State only the count of lines in the listing below that hold "side".

**********

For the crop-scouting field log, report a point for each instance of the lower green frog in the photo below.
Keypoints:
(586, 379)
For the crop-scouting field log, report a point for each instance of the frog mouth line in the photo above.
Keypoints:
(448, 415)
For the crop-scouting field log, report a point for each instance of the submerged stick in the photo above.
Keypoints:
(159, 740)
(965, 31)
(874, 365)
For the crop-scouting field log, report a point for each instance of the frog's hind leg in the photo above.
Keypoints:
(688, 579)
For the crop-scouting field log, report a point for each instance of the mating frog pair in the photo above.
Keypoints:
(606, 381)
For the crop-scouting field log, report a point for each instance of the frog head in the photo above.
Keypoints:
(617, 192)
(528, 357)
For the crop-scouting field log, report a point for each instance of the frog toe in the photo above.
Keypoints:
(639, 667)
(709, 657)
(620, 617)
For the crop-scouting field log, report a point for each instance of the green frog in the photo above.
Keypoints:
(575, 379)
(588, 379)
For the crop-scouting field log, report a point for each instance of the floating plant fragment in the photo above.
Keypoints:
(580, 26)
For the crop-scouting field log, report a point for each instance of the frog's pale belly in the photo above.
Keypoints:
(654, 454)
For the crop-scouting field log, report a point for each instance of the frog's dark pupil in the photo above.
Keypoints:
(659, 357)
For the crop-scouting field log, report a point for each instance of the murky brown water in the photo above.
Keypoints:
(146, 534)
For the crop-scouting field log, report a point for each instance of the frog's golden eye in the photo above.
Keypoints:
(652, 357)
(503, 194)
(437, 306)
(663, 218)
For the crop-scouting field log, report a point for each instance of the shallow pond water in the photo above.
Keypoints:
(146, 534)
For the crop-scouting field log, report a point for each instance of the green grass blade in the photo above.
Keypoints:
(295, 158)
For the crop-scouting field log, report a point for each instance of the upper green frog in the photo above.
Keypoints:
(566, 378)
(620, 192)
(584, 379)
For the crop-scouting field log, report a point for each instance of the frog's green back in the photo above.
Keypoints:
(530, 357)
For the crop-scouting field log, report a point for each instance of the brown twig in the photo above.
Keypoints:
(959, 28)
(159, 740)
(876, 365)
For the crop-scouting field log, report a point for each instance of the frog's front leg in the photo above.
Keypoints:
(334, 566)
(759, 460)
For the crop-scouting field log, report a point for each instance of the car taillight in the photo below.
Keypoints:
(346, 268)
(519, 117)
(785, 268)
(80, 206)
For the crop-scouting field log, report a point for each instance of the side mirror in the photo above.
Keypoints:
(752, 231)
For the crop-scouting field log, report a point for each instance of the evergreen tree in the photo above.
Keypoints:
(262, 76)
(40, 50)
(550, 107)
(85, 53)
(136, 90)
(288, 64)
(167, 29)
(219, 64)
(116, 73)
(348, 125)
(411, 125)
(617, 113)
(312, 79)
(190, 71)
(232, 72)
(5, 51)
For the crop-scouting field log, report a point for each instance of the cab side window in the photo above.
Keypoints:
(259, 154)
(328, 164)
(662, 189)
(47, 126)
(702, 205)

**********

> [FINISHED TASK]
2